───── Text to read ─────
Evaluation of Performance Improvements for BCN's Web Server
Paul von Behren
April 3, 2000
This paper describes my investigation of several alternatives for speeding
up BCN web server transactions. Some detail is provided on the various
alternatives and my approach to analysis. For the impatient, I'll start
off with conclusions:
-
I looked at two "extensions" for our web server software - mod_perl and
fastcgi; these extensions are often recommended as ways to improve performance
of CGI scripts.
-
The two extensions can speed up CGI scripts is certain cases, but probably
not on BCN. They would be most effective for new perl scripts.
-
Legacy scripts may take a lot of work to port to these environments. In
particular, the scripts need to work under a very recent release of perl
(perl 5.004 or newer)- many of BCN's scripts are using perl 4. Even if
a script works in these new environments, there may be some sloppiness
which was acceptable under CGI, which can cause problems in the new environments.
─────
Description of the task.
Reproduce the passage of the web server paper that begins with "Evaluation of Performance" and ends with "new perl scripts.". The material after this point is separate from the web server paper.
───── Entries supplied ─────
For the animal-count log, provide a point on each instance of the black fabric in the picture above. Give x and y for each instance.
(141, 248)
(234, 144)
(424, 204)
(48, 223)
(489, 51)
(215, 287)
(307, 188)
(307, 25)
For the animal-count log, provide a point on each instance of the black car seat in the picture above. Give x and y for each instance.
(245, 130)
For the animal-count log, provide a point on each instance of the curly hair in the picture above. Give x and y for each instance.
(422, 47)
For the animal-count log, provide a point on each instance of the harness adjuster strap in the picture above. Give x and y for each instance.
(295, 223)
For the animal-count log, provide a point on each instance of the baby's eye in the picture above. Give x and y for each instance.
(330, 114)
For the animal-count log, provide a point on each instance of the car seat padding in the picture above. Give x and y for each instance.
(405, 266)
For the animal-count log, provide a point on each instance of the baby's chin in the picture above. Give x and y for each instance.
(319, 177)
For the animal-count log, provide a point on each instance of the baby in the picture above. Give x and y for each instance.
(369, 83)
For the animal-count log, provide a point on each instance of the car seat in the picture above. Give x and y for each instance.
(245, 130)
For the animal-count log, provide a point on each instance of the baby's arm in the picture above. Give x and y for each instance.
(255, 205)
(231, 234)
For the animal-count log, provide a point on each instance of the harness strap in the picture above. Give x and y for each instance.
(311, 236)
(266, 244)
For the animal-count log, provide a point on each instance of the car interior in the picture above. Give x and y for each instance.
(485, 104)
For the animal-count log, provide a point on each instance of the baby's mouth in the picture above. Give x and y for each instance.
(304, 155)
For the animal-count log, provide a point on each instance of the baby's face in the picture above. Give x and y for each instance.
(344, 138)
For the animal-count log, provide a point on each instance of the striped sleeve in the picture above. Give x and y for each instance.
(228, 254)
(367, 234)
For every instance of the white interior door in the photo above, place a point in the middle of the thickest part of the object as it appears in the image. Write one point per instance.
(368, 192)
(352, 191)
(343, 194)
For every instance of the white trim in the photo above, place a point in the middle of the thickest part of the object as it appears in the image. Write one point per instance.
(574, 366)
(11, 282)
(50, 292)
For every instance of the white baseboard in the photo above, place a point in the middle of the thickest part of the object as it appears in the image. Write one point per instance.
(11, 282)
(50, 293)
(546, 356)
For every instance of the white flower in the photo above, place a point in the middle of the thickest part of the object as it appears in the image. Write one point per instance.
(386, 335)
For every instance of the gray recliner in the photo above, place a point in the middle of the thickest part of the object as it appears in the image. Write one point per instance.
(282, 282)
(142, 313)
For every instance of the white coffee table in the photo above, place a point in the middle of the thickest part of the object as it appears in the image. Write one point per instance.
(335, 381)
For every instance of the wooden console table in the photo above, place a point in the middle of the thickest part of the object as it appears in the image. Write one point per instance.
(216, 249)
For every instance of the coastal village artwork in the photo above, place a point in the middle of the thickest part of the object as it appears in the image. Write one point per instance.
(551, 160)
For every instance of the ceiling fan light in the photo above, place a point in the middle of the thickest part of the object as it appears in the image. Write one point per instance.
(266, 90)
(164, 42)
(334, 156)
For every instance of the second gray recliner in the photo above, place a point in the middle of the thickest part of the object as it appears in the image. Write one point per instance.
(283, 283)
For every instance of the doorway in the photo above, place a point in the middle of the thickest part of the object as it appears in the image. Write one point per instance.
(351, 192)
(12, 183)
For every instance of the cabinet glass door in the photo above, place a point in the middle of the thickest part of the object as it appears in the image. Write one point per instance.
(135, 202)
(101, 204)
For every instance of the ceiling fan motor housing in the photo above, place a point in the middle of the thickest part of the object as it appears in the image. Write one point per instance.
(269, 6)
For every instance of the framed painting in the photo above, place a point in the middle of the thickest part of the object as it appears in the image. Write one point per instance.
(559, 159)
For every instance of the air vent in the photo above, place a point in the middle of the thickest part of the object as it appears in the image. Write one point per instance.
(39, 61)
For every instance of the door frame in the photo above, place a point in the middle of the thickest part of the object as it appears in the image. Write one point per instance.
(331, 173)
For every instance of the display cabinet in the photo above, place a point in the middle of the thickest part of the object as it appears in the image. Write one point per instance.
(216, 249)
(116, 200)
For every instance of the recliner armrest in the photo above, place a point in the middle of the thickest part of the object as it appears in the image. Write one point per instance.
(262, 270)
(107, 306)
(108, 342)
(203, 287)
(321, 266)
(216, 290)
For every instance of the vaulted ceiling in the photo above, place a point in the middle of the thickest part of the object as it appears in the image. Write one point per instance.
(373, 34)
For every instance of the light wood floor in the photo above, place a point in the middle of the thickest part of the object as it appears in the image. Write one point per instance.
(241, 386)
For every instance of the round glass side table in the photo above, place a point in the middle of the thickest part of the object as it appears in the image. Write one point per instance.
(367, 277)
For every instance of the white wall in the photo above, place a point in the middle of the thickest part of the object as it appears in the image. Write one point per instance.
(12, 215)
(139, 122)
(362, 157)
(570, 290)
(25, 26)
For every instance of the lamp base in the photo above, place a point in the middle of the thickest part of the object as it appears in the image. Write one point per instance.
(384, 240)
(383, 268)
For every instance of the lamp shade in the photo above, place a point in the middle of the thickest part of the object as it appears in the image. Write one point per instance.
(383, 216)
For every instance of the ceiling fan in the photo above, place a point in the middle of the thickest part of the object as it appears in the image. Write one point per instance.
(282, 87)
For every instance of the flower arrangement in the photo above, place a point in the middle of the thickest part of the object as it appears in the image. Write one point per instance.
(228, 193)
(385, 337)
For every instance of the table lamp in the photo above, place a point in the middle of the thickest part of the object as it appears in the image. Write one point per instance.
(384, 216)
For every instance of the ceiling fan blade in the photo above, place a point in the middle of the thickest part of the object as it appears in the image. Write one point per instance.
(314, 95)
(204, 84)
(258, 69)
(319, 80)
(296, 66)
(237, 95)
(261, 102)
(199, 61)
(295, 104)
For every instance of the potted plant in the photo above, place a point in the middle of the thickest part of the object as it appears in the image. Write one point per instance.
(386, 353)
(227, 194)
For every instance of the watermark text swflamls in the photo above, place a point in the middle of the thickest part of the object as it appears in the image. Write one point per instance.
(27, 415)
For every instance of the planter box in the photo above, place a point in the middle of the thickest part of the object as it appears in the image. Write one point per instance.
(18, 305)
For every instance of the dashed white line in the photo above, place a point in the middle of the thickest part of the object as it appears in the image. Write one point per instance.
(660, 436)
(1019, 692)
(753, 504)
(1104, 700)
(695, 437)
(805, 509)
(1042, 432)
─────
Task response.
Evaluation of Performance Improvements for BCN's Web Server
Paul von Behren
April 3, 2000
This paper describes my investigation of several alternatives for speeding
up BCN web server transactions. Some detail is provided on the various
alternatives and my approach to analysis. For the impatient, I'll start
off with conclusions:
-
I looked at two "extensions" for our web server software - mod_perl and
fastcgi; these extensions are often recommended as ways to improve performance
of CGI scripts.
-
The two extensions can speed up CGI scripts is certain cases, but probably
not on BCN. They would be most effective for new perl scripts.